# [WRITTEN INSTRUCTION]
Filter the items below down to every line containing the string "that". Matching is case-sensitive.

# [SOURCE RECORDS]
******************************

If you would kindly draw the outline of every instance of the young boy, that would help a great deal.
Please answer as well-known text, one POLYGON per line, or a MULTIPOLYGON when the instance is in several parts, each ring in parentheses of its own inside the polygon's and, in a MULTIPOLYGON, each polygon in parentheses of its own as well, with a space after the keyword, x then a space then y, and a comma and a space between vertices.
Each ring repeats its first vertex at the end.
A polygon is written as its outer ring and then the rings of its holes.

******************************

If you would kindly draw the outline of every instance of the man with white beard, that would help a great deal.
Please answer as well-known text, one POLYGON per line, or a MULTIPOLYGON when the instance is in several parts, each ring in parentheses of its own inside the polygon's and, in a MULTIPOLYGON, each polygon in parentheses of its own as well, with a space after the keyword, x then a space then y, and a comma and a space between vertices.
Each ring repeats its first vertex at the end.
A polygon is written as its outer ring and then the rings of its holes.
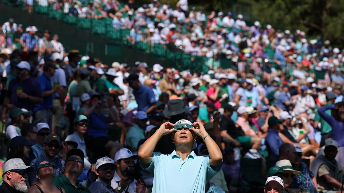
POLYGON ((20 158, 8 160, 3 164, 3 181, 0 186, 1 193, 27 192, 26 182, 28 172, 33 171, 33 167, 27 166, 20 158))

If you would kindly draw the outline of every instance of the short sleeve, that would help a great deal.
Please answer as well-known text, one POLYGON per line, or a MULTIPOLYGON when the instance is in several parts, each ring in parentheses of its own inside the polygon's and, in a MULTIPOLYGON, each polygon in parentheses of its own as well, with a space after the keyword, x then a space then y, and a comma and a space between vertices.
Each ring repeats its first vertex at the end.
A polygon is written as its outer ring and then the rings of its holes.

******************************

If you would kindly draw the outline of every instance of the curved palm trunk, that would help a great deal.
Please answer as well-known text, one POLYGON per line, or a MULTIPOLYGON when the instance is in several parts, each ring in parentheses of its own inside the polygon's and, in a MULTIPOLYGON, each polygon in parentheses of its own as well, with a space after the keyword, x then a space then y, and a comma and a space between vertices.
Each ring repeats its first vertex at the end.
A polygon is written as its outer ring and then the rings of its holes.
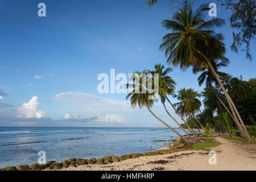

******************************

# [SOLUTION TO THIS TASK]
If you would kindly draw the outline of every instance of the young boy, that would help a great deal.
If you would kindly draw the outline of every instance of the man with white beard, that would help a great deal.
If you would kindly draw the outline of every instance of the short sleeve, that would help a great deal.
If you would kindly draw the outline of every instance of the curved palm trunk, that would help a great deal.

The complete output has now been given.